Instruction —
How many lines in the listing below contain the string "mountain"? Reply with the number alone.

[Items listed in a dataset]
╭──
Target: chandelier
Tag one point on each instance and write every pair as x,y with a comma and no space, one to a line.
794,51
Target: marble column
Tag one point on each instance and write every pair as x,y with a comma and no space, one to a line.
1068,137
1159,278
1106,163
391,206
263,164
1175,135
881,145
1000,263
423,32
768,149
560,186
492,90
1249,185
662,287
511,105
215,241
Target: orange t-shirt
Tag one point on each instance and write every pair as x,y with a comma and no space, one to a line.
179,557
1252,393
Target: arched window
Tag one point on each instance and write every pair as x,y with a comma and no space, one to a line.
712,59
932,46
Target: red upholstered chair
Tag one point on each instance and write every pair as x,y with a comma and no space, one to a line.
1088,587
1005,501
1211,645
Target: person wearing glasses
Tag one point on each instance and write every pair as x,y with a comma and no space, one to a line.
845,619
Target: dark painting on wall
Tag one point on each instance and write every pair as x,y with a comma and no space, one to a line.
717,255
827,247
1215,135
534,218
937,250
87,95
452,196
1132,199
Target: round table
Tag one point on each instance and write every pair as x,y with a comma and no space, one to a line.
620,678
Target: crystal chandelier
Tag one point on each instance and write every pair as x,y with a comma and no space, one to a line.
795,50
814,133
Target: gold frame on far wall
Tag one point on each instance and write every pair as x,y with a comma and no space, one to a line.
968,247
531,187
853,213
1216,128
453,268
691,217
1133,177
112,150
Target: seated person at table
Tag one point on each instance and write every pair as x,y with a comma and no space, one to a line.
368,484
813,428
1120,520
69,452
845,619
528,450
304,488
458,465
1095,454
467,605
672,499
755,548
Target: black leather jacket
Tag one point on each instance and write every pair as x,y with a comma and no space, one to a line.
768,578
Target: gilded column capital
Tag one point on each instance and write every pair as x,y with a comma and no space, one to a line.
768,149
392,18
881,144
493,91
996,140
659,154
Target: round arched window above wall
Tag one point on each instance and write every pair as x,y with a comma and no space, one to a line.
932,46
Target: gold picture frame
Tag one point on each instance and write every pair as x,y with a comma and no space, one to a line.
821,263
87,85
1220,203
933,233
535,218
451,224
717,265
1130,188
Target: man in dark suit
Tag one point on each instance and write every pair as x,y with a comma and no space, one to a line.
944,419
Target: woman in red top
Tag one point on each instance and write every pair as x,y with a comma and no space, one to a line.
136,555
╰──
╭──
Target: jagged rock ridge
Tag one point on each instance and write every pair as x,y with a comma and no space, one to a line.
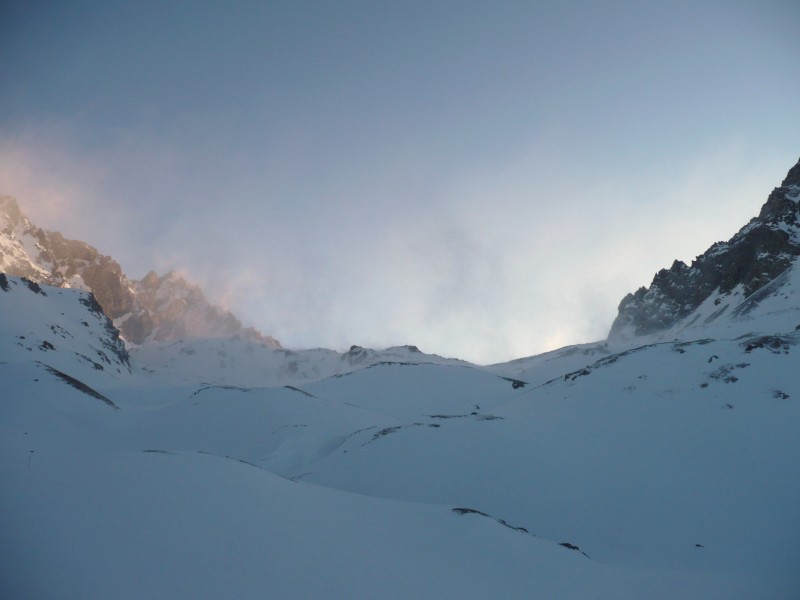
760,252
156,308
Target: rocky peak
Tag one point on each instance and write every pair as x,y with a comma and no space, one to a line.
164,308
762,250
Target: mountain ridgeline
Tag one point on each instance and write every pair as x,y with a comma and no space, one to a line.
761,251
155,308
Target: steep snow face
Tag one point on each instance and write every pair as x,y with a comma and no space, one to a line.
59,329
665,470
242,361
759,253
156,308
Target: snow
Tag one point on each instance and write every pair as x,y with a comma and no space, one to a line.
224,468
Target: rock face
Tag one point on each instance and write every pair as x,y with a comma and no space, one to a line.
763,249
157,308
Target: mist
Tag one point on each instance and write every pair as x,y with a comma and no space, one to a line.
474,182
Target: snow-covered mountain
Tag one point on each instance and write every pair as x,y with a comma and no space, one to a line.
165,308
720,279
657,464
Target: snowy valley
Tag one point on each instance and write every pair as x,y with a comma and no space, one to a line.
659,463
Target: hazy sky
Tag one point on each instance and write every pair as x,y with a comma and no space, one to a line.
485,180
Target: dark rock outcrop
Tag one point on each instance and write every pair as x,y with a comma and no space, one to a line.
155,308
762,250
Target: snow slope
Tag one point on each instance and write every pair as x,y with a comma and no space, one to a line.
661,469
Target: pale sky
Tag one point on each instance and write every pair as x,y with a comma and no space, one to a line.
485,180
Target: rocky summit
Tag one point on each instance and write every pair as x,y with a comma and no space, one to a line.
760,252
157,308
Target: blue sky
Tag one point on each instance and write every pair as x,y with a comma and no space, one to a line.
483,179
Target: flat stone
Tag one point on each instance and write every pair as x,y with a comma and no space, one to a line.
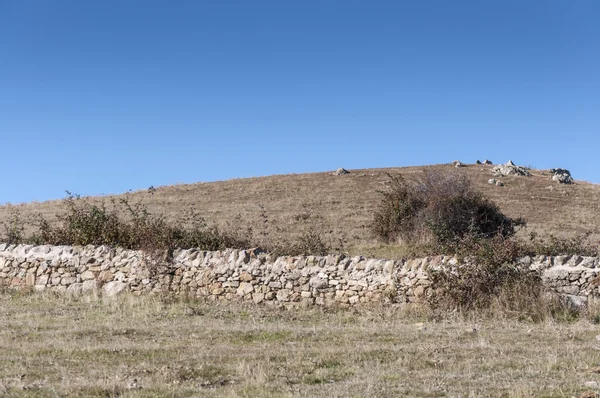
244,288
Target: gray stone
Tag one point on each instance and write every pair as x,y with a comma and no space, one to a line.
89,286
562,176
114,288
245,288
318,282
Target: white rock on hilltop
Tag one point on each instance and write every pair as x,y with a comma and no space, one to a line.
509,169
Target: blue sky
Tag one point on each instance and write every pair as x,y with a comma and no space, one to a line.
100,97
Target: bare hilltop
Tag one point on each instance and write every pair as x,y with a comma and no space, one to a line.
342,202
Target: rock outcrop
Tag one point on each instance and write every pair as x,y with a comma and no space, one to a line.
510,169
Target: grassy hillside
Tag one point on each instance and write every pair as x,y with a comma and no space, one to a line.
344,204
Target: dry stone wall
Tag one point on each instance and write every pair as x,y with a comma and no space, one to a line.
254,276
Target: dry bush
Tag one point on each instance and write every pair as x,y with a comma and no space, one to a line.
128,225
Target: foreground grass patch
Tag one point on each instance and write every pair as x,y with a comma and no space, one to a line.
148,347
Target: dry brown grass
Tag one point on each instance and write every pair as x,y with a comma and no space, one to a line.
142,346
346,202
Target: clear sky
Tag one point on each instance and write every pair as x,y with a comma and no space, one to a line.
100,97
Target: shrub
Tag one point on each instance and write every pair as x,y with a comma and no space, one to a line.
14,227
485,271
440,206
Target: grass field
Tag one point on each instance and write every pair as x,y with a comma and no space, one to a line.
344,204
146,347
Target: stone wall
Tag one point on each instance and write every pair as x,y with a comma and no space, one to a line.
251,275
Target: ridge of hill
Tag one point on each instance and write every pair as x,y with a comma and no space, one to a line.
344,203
╰──
Complete response —
2